[[ PROVIDED RECORDS open ]]

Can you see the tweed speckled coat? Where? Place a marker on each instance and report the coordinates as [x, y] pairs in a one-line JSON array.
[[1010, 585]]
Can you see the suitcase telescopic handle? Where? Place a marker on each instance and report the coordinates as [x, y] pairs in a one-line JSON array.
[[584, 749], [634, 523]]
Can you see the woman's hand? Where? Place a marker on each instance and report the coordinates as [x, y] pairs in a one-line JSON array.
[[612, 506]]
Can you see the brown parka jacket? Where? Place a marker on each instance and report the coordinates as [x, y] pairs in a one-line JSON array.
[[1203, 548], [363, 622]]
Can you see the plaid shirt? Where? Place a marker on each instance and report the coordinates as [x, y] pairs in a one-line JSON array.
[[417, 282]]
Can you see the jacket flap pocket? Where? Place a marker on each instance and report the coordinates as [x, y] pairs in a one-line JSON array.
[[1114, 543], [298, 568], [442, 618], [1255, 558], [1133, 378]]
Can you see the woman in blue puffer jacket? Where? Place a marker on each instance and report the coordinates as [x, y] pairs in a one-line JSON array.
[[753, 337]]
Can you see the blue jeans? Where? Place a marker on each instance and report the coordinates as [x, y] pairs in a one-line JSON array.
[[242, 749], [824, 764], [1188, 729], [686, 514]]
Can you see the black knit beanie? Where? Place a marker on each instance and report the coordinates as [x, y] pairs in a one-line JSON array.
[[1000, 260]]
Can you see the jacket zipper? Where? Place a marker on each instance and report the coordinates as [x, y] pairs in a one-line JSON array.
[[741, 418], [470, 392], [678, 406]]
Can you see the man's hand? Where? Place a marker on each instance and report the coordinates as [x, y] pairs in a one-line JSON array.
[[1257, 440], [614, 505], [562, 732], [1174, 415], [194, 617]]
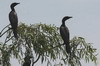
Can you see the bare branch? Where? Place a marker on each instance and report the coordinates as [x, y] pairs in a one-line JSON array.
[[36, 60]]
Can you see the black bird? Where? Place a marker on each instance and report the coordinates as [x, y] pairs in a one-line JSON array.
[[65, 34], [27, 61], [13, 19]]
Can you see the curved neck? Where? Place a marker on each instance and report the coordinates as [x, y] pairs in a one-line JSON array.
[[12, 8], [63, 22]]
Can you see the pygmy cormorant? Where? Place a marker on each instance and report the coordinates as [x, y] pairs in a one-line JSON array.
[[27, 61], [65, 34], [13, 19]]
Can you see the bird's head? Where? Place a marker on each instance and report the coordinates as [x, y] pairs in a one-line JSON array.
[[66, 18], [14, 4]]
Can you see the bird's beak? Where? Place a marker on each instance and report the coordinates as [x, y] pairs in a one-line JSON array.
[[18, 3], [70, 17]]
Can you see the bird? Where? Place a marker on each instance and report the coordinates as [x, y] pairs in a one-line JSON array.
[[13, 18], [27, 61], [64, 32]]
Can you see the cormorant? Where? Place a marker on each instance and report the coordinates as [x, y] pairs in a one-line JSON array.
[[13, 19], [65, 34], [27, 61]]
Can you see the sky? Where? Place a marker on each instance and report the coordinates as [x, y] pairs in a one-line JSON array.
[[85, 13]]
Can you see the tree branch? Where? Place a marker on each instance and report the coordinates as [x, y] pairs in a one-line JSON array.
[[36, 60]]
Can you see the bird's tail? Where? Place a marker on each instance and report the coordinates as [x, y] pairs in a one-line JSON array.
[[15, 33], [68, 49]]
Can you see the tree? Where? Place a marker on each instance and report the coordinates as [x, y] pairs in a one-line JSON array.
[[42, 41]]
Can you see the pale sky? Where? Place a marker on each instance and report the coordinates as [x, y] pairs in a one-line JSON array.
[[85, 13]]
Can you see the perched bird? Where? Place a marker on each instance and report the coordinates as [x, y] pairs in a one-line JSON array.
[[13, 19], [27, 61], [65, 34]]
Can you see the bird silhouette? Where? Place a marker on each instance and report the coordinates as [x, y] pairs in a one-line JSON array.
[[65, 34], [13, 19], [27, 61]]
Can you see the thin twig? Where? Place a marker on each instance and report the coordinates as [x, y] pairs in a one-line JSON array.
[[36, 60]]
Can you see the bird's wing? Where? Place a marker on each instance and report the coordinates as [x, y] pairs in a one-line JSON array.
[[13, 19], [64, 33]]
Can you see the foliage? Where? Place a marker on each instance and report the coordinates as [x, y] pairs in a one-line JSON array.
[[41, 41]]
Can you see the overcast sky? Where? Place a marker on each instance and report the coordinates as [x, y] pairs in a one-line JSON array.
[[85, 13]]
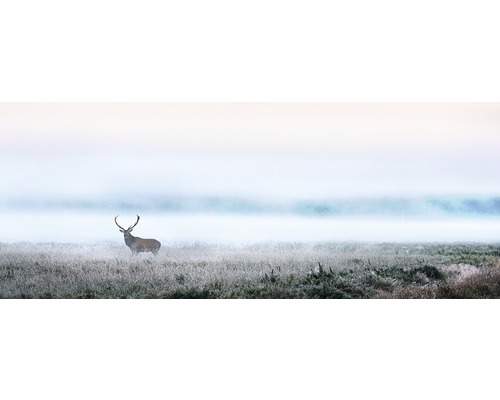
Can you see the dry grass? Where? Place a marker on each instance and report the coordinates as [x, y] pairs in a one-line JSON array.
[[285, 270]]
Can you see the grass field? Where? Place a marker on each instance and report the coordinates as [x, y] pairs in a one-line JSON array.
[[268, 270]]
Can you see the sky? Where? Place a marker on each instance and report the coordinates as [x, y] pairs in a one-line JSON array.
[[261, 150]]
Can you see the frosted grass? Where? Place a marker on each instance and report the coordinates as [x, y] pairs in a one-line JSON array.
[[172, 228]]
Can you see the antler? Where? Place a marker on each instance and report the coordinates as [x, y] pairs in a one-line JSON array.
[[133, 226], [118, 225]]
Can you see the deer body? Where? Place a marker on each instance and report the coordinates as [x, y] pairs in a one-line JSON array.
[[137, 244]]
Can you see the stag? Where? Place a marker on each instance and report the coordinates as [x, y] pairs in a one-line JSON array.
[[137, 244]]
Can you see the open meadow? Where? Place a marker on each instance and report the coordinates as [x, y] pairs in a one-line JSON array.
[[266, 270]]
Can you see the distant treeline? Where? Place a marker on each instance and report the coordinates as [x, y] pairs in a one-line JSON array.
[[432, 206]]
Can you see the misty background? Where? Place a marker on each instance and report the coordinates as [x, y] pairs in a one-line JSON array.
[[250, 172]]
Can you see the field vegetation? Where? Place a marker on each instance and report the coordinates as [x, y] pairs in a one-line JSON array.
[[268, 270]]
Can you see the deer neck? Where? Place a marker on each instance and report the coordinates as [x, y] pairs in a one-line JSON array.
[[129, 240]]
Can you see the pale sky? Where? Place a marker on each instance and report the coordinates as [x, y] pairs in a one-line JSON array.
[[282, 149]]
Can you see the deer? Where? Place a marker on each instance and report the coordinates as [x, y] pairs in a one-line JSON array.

[[ PROVIDED RECORDS closed ]]

TASK TO COMPLETE -
With the pictures set aside, please write out all of the records above exactly.

ANSWER BOX -
Can you see the tweed speckled coat? Where? Place a marker on each instance and report the coordinates as [x, y] pairs in a one-line JSON array.
[[1010, 585]]
Can you see the suitcase telescopic handle? Where? Place a marker on each instance and report the coordinates as [x, y] pairs in a one-line JSON array.
[[584, 749], [634, 523]]
Can you see the woman's hand? Where? Place a marker on each instance and report the coordinates as [x, y] pairs in a one-line JSON array.
[[612, 506]]
Can you see the brown parka jacket? Where? Place a marker on each instance and report the coordinates as [x, y] pairs in a one-line JSON array.
[[1203, 548], [363, 622]]
Can you see the plaid shirt? Where? Place a marker on each instance and report the coordinates as [x, y] pairs in a one-line JSON array.
[[417, 282]]
Can you see the jacket flap pocket? Where? Place a marker on each instance and report the coordinates as [x, y] pairs in a one-line JSON array.
[[1114, 543], [298, 568], [442, 618], [1255, 558], [1133, 378]]
Can you see the woman in blue puffer jacket? Where? Place a marker on each instance and report the coordinates as [x, y] pairs in a one-line JSON array.
[[753, 337]]
Can you see the blue jeans? Where? Place a marker on each instance and report the coordinates as [x, y] pairs in a one-line JSON array.
[[242, 749], [824, 764], [1188, 729], [686, 514]]
Can you see the black knit beanie? Where? Place a marker on each instance and report the coordinates as [x, y] pairs in a one-line JSON array.
[[1000, 260]]
Can you see the jacket zipper? Where? Place a marker on each instance and report the coordinates as [x, y] pairs in a one-line JSON array.
[[741, 418], [470, 392], [678, 406]]
Can you see the man's hand? Where? Place a marker on each instance and report the coordinates as [x, y] pairs in a one-line JSON array.
[[1257, 440], [614, 505], [562, 732], [1174, 415], [194, 617]]
Can you see the bare branch? Where? Place a marker on each instance and report the coordinates as [x, y] pairs in a one-line JSON array.
[[36, 60]]
Can you see the black bird? Where? Place a marker on each instance and report the coordinates as [x, y] pairs in a one-line JSON array.
[[65, 34], [27, 61], [13, 19]]
Can you see the curved neck? Where? Place a marker on each instance and report the coordinates as [x, y] pairs in a one-line JSON array.
[[12, 8], [63, 22]]
Can you see the pygmy cormorant? Where? Place a marker on each instance and report the coordinates as [x, y] pairs in a one-line JSON array.
[[27, 61], [65, 34], [13, 19]]
Can you see the bird's head? Where? Place a marker on each instance and report the coordinates as [x, y] pairs in a one-line JSON array.
[[66, 18], [14, 4]]
Can you see the bird's beak? Where? Place a marker on each instance and report the coordinates as [x, y] pairs in a one-line JSON array.
[[18, 3], [70, 17]]
Can you see the bird? Where? Place a marker on each instance and report the coordinates as [x, y] pairs in a one-line JSON array.
[[13, 18], [27, 61], [64, 32]]
Can you see the cormorant? Where? Place a marker on each instance and report the coordinates as [x, y] pairs in a one-line JSON array.
[[13, 19], [65, 34], [27, 61]]
Can you see the sky? Where? Place a marker on each instance and report the coordinates as [x, y] pairs in a one-line JSON array.
[[85, 13]]
Can you see the tree branch? Where? Place a marker on each instance and report the coordinates as [x, y] pairs in a one-line JSON array.
[[36, 60]]
Can you see the bird's tail? Where? Place a marker on each instance and report the coordinates as [x, y] pairs in a one-line JSON array.
[[15, 33], [68, 49]]
Can you see the tree? Where? Place a marker on each instance and report the coordinates as [x, y] pairs in a one-line JSON array.
[[42, 41]]
Can you see the pale sky? Where? Place a marker on each instance and report the coordinates as [x, y] pairs in a one-line JSON array.
[[85, 13]]
Can you see the perched bird? Where? Place a marker on each instance and report the coordinates as [x, y] pairs in a one-line JSON array.
[[13, 19], [27, 61], [65, 34]]
Can you see the bird silhouette? Where? Place a marker on each instance and report the coordinates as [x, y] pairs in a one-line JSON array.
[[65, 34], [13, 19], [27, 61]]
Can you see the thin twig? Where? Place a marker on each instance and report the coordinates as [x, y] pairs in a one-line JSON array.
[[36, 60]]
Can you see the bird's wing? Where? Place a marker on each instance and report the coordinates as [x, y] pairs in a one-line JSON array.
[[13, 19], [64, 33]]
Can you see the foliage? Where? Place a marker on each instance and report the coordinates as [x, y] pairs in a one-line JSON array.
[[41, 41]]
Can you see the overcast sky? Where? Place a marker on each instance and report the coordinates as [x, y] pairs in a one-line JSON array.
[[85, 13]]
Can you see the dry grass? Where? Place a marker on each instance and report the coordinates as [x, y] pairs in a one-line JSON array.
[[285, 270]]
Can you see the grass field? Where? Place a marker on each instance and report the coordinates as [x, y] pairs in a one-line JSON array.
[[268, 270]]
Can you see the sky? Where? Place a marker on each instance and report the coordinates as [x, y] pairs in a one-line JSON array.
[[261, 150]]
Can you see the frosted grass? Where? Place a marker on each instance and report the coordinates as [x, y] pairs in a one-line JSON array.
[[172, 228]]
Can you see the antler? Where? Place a marker on each instance and report the coordinates as [x, y] pairs in a one-line JSON array.
[[133, 226], [118, 225]]
Can you see the deer body? Where? Place a marker on each instance and report the coordinates as [x, y] pairs in a one-line JSON array.
[[137, 244]]
Can you see the stag? Where? Place a marker on each instance and report the coordinates as [x, y] pairs in a one-line JSON array.
[[137, 244]]
Can you see the open meadow? Where? Place a marker on each instance and report the coordinates as [x, y] pairs in a one-line JSON array.
[[266, 270]]
Can you see the distant treeline? Where? Place a marker on each instance and report the coordinates as [x, y] pairs in a one-line JSON array.
[[432, 206]]
Can you see the misty background? Where? Place a marker on each instance and report the coordinates as [x, y] pairs in a one-line JSON array.
[[250, 172]]
Can you see the field vegetation? Where? Place a marker on each instance and report the coordinates as [x, y] pairs in a one-line JSON array.
[[268, 270]]
Can you see the deer neck? Where? Place a marker on each instance and report the coordinates as [x, y] pairs in a one-line JSON array.
[[129, 240]]
Can you see the pale sky? Where? Place a marker on each instance and report the coordinates as [x, y] pairs in a one-line JSON array.
[[282, 149]]
Can you see the deer? Where? Place a marker on each instance and report the coordinates as [x, y] pairs in a one-line JSON array.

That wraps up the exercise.